## Problem statement
Starting with the opening line of the entries below, transcribe each line exactly up to and including the one that has "Annotate each instance of the white golf"; pictures are not copied.

## Working data

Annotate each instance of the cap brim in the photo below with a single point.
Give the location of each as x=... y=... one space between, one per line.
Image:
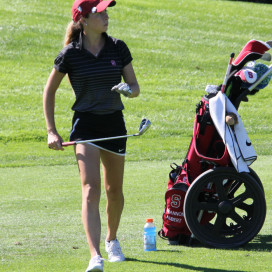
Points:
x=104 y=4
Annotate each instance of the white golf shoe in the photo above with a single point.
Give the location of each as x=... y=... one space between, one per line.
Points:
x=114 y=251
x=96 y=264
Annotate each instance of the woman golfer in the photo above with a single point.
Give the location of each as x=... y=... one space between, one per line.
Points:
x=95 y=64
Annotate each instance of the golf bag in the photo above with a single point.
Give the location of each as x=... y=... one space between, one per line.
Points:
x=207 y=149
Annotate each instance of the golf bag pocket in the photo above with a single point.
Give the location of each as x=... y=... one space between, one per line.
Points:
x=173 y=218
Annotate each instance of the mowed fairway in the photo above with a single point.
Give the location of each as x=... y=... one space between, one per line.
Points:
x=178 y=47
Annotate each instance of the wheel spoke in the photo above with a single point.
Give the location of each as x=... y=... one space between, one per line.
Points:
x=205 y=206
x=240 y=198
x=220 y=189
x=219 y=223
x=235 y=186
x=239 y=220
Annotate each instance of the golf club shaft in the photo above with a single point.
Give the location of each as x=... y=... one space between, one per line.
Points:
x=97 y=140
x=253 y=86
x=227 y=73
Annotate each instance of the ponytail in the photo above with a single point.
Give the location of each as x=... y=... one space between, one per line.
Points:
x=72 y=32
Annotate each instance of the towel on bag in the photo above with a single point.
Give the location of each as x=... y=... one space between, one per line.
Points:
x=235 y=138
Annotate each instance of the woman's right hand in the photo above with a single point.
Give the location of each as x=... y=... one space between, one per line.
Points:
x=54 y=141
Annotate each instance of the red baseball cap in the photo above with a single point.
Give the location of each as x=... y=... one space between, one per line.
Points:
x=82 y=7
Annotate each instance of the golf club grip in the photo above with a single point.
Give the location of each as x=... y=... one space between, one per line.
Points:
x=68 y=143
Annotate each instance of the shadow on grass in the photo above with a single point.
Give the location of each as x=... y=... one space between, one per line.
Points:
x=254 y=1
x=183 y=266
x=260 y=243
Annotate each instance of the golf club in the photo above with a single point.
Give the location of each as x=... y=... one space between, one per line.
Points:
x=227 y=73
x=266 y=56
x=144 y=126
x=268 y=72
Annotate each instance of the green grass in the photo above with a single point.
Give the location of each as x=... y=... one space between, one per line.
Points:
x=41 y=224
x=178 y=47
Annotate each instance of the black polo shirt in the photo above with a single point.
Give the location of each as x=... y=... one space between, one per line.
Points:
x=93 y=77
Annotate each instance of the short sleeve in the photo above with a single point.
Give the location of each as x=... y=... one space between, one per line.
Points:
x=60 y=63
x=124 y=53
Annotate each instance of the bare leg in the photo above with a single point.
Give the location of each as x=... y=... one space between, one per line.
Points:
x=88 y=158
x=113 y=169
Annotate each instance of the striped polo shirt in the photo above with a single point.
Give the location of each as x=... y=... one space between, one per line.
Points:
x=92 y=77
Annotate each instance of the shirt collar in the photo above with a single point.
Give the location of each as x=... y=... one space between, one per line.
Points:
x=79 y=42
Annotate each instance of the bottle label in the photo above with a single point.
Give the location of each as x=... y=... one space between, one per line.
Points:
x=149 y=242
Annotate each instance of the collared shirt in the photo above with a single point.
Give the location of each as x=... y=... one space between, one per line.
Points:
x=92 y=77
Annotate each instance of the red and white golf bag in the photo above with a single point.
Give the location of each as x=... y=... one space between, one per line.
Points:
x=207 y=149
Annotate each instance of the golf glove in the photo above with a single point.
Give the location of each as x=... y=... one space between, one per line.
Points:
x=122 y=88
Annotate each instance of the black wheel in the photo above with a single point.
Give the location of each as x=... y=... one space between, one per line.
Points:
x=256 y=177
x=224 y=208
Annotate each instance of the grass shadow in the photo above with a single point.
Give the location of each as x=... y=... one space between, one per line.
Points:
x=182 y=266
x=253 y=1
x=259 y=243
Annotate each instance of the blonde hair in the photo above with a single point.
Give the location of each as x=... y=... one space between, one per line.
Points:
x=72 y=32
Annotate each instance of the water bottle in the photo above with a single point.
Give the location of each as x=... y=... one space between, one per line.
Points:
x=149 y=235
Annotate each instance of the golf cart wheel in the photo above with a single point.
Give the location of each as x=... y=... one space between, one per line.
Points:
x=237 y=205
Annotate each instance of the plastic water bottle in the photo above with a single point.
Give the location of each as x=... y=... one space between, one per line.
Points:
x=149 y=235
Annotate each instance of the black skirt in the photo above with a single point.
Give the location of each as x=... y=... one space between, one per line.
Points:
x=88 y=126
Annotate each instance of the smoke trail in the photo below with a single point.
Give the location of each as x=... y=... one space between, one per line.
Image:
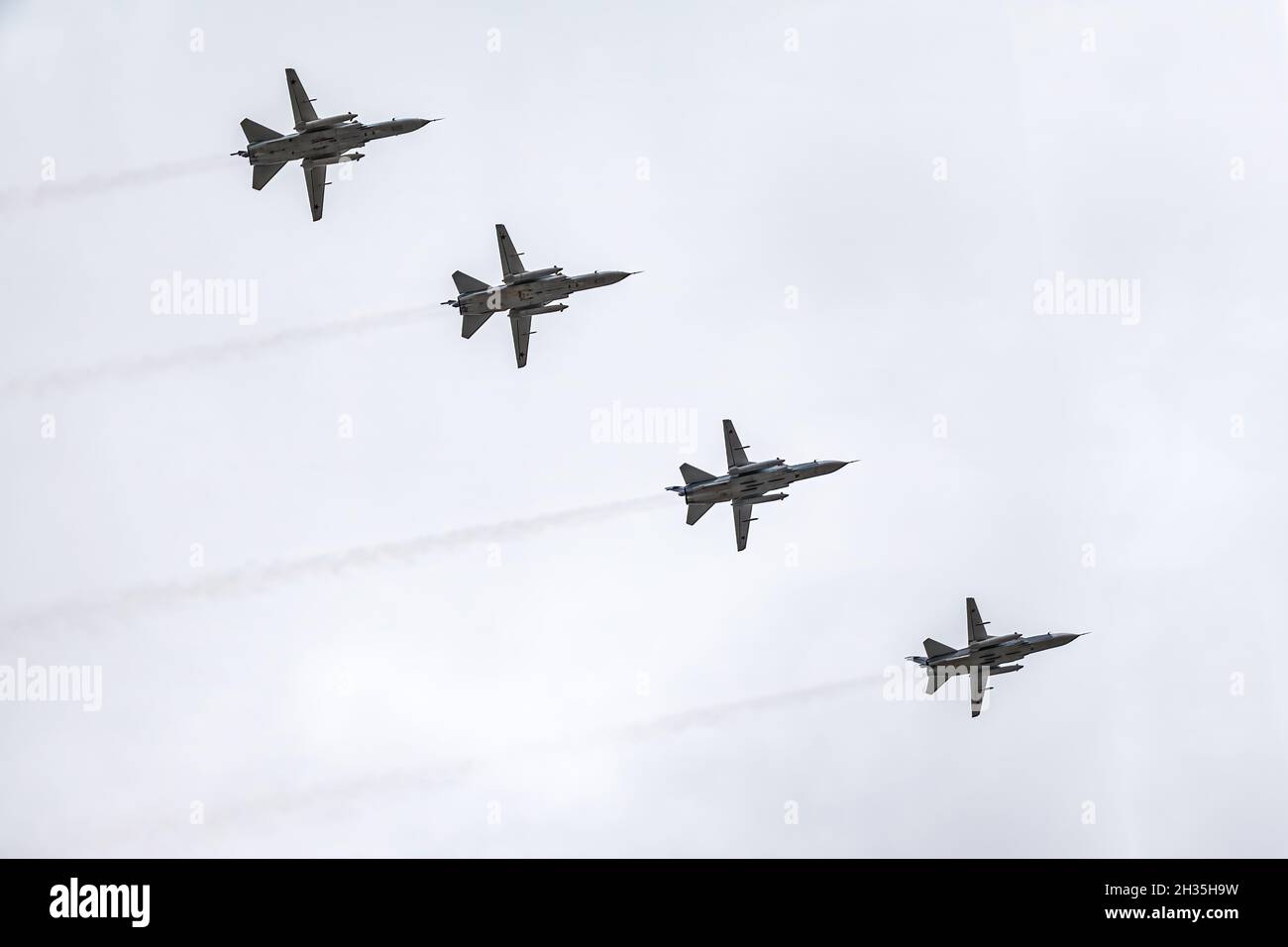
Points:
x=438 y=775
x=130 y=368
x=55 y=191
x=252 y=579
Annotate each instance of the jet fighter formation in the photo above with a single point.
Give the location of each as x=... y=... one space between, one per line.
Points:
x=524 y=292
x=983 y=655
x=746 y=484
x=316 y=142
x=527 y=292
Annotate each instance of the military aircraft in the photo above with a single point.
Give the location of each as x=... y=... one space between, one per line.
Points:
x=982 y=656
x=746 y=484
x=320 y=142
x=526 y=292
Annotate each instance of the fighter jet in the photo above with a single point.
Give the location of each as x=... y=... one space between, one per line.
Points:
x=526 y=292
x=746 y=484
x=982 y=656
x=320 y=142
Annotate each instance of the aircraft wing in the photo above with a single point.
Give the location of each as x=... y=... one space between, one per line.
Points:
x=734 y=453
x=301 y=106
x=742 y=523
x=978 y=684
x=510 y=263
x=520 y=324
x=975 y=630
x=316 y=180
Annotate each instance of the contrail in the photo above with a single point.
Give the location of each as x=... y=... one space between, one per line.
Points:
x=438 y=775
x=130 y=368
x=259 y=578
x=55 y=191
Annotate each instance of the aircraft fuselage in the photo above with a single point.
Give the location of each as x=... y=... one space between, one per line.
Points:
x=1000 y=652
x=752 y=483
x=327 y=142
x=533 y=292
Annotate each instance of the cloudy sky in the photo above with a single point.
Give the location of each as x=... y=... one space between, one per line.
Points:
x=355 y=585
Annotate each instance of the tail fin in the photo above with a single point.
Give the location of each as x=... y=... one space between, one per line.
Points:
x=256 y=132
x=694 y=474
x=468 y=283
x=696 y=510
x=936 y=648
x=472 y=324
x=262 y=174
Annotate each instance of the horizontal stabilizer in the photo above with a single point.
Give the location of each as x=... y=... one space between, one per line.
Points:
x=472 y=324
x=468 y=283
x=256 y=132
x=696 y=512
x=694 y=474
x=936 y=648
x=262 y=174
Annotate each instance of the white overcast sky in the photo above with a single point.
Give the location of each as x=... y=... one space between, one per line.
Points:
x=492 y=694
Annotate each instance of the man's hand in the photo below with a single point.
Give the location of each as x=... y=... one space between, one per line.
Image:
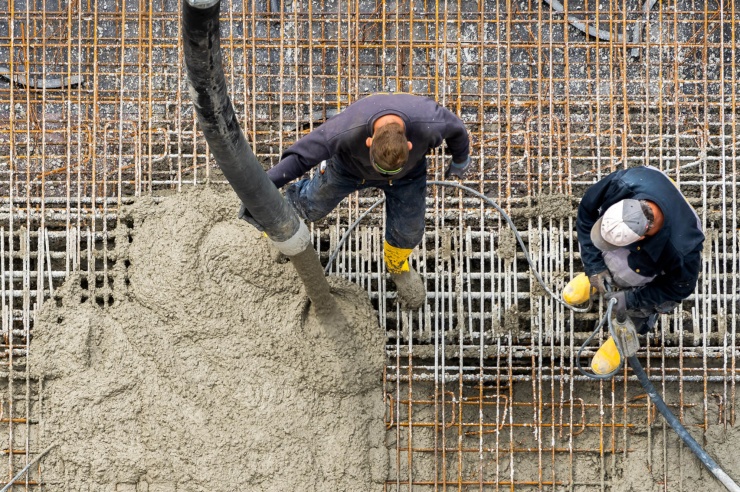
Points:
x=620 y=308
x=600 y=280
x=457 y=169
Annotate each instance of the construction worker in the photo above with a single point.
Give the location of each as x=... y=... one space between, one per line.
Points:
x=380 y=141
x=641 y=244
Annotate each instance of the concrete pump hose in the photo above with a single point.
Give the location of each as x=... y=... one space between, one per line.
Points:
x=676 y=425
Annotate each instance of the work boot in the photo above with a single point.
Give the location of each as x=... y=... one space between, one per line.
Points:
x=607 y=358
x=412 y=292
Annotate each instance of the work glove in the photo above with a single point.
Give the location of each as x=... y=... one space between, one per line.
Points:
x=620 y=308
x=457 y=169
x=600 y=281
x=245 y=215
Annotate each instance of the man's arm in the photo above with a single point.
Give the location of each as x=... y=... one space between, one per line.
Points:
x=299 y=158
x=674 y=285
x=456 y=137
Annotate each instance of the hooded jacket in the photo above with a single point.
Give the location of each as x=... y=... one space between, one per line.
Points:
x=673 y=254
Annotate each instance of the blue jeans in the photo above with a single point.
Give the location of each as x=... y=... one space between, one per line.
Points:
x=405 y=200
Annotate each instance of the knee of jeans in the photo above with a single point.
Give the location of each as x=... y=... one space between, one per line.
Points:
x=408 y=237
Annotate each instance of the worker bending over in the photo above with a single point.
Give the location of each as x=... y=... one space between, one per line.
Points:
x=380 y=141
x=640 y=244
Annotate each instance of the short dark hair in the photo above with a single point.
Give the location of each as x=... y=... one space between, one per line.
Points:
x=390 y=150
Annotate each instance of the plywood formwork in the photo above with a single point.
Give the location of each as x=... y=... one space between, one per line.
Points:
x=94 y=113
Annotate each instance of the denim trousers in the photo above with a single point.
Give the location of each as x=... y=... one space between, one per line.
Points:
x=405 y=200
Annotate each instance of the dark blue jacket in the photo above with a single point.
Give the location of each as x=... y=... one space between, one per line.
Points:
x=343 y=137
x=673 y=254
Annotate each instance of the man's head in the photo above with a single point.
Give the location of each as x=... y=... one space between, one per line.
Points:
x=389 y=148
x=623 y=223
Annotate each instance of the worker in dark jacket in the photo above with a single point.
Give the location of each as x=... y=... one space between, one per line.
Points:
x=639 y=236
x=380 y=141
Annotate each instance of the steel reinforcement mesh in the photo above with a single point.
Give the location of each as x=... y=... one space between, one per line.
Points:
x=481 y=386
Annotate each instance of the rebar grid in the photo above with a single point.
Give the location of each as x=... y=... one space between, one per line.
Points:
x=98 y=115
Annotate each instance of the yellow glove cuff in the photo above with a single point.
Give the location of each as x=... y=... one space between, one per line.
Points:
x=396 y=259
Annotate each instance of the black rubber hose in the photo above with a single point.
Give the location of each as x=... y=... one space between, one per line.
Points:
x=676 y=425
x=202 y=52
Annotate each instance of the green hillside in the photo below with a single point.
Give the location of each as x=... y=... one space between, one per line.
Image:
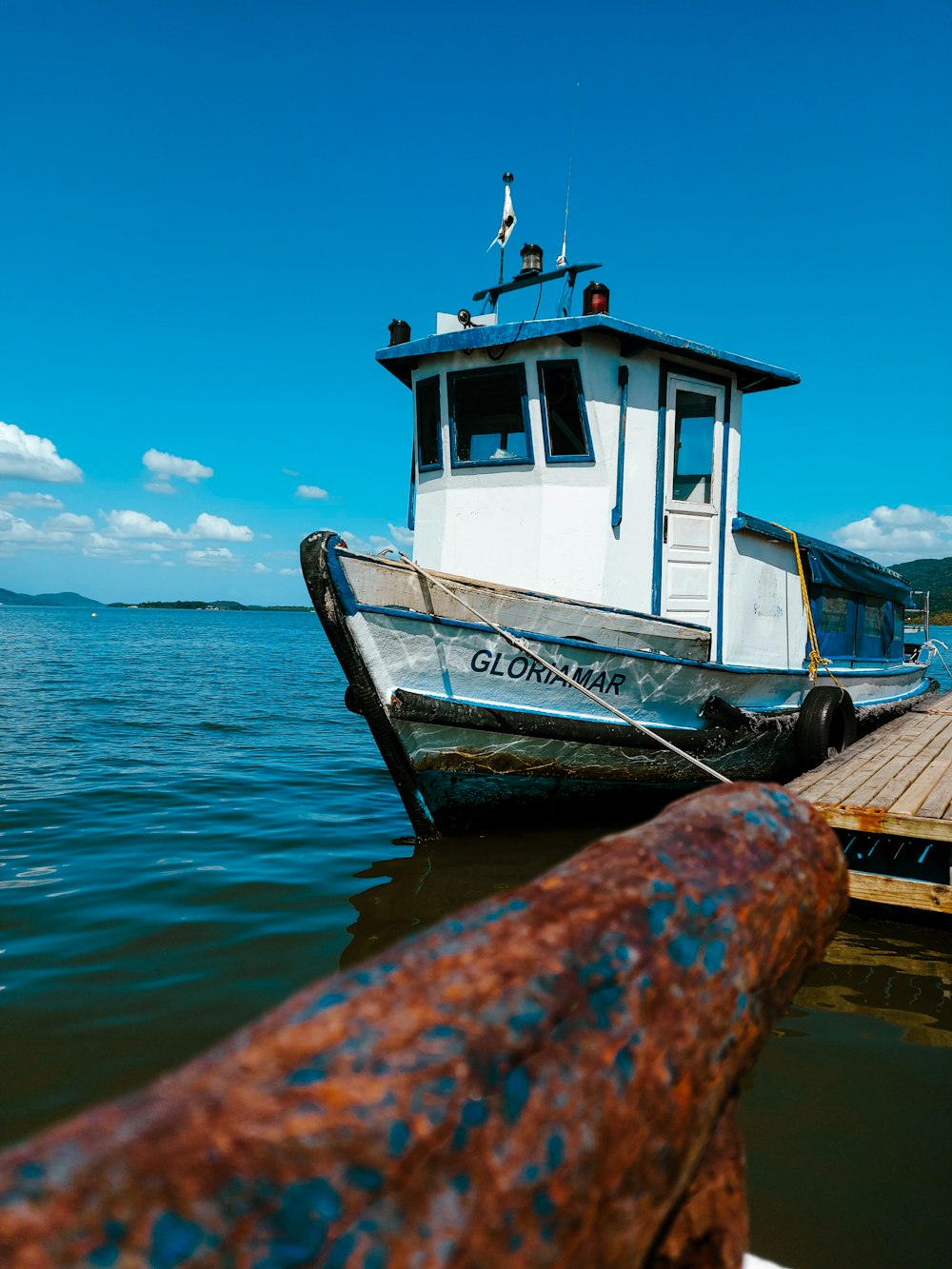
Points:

## The completed task
Annotate each instance of the cap brim in the photo below with a single point.
Give the location of each as x=... y=... one space between, one per line.
Image:
Points:
x=104 y=4
Annotate each instance of the white golf shoe in the photo above with a single point.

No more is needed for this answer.